## Start Data for the task

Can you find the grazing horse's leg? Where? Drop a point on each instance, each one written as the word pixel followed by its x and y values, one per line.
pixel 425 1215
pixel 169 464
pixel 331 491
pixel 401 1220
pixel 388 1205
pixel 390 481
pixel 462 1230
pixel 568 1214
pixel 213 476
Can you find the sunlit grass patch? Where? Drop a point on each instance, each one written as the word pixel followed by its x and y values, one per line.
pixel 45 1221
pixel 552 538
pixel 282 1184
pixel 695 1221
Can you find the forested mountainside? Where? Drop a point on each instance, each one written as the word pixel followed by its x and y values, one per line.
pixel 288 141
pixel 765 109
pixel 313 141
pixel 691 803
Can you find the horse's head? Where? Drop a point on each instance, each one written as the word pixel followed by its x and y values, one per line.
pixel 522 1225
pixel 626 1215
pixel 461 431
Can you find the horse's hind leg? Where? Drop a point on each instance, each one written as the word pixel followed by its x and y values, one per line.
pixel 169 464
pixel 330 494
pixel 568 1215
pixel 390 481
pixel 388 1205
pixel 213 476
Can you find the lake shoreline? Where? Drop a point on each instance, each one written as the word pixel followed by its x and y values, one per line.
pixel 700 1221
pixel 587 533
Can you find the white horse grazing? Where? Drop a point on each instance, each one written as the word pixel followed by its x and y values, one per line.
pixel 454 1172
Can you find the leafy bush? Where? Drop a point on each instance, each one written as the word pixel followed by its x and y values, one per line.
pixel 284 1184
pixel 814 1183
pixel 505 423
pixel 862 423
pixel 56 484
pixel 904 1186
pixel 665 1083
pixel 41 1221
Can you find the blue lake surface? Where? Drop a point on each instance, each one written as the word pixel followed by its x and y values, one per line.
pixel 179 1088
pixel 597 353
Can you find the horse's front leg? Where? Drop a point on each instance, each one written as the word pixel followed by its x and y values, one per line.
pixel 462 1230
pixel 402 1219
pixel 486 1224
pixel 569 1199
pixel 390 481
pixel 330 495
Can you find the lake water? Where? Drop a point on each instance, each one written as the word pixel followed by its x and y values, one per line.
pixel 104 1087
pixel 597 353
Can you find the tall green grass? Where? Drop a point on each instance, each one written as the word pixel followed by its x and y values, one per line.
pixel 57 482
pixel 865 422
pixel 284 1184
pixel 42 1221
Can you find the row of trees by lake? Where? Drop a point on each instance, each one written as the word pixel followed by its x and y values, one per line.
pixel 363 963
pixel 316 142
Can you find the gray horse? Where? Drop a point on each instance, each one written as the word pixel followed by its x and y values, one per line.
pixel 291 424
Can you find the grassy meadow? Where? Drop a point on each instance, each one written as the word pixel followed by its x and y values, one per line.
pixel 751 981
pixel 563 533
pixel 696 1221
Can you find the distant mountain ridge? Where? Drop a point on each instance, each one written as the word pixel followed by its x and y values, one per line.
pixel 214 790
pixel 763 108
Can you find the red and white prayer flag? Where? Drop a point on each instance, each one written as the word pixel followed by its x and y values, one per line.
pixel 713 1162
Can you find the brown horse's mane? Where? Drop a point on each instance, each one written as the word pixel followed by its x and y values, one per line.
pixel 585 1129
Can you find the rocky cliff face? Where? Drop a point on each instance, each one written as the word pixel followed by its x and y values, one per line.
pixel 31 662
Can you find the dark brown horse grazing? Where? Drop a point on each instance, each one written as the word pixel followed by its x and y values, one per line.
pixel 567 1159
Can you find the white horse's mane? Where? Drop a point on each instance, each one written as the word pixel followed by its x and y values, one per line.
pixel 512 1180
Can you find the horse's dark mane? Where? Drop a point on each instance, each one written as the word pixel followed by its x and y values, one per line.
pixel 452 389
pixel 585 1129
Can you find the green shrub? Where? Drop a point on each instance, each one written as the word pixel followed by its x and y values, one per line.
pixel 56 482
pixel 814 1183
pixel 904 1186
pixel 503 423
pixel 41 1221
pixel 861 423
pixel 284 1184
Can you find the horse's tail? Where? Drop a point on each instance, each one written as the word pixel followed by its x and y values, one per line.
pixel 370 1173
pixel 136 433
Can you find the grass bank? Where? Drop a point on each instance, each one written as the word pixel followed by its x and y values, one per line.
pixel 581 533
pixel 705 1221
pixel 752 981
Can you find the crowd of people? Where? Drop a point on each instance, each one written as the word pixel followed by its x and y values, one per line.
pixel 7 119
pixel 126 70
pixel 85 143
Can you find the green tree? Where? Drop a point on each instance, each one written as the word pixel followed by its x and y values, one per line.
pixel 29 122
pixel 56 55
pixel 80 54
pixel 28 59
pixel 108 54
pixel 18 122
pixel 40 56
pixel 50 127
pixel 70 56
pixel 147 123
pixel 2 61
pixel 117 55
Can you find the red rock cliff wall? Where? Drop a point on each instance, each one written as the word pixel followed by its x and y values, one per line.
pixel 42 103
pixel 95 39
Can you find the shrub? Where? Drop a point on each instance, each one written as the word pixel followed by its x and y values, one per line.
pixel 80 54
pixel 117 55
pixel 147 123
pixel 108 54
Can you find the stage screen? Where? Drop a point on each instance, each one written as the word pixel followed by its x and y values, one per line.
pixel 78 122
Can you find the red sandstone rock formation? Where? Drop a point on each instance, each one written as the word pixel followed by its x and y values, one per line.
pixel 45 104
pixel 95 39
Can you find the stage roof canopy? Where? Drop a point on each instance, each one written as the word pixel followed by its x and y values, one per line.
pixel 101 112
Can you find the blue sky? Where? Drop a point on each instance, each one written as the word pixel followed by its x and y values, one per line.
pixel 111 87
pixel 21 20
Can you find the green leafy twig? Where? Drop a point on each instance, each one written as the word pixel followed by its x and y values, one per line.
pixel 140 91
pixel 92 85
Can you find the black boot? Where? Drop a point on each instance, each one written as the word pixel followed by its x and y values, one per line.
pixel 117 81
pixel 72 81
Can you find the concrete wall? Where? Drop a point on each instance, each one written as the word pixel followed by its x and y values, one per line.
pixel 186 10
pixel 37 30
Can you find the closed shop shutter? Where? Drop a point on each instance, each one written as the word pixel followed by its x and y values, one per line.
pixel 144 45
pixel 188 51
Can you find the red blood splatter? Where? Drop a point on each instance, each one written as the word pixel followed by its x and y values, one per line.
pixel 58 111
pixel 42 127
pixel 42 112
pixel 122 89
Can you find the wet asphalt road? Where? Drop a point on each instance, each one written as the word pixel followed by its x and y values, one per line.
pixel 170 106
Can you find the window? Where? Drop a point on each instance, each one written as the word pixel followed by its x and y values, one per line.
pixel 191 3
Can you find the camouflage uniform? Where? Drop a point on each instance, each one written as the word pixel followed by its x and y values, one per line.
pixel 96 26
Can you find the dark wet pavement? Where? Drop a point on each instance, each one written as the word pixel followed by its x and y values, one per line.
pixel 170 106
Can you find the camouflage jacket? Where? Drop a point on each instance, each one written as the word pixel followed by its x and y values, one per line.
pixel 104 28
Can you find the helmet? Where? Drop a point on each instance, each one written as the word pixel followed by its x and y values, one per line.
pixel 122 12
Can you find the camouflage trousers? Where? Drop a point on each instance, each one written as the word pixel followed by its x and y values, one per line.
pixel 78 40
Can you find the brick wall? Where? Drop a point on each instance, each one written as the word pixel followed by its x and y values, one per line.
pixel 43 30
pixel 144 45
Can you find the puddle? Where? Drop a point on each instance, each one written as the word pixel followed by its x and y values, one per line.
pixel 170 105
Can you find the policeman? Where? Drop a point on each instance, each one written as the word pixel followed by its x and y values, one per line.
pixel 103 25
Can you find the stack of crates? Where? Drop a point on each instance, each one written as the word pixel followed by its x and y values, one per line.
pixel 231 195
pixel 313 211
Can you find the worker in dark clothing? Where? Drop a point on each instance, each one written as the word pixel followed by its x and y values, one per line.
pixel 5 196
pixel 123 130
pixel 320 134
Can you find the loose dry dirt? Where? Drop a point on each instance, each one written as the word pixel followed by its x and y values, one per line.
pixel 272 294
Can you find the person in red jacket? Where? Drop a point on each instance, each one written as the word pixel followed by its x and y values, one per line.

## End Data for the task

Emit verbatim the lines running from the one with "Can you find the window?" through the last line of the data, both endpoints inclusive.

Solution to this task -
Can you find the window? Where? Drop a point on each instance, each one written as the word pixel followed by its x and y values, one per line.
pixel 191 3
Can you find the camouflage uniform? Where? Drop a point on each instance, each one written as the word pixel followed by its x and y values, one per line.
pixel 96 26
Can you find the dark wet pavement? Where? Drop a point on each instance, each one written as the word pixel followed by its x and y values, one per line.
pixel 170 106
Can you find the camouflage jacket? Where? Drop a point on each instance, each one written as the word pixel followed by its x and y values, one per line.
pixel 104 28
Can you find the helmet? Where? Drop a point on each instance, each one written as the word pixel followed by its x and y values, one per line.
pixel 122 12
Can you find the camouflage trousers? Where? Drop a point on each instance, each one written as the word pixel followed by its x and y values, one per line.
pixel 78 40
Can you find the brick wall? Where? Drop a point on each instance, each one written as the word pixel followed by its x and y values, one per line.
pixel 43 30
pixel 144 45
Can you find the puddle? Where? Drop a point on each instance, each one written as the word pixel followed by its x and y values, one per line.
pixel 170 105
Can you find the policeman? Where? Drop a point on each instance, each one written as the word pixel followed by its x and y values, one per line.
pixel 103 25
Can you find the stack of crates? Where? Drop a point on each instance, each one written as the word pixel followed by its x and y values, one per line.
pixel 231 195
pixel 313 211
Can you find the worker in dark clothing? Where? Drop a point on each instance, each one written as the word pixel followed by its x and y values, one per line.
pixel 5 196
pixel 123 130
pixel 320 134
Can you find the loose dry dirt? Where? Drop a point on each instance, each one written as the word pixel followed by its x and y values, one per line.
pixel 272 294
Can you find the person in red jacket? Where? Drop a point on each instance, each one written as the word pixel followed by its x and y values, one per line.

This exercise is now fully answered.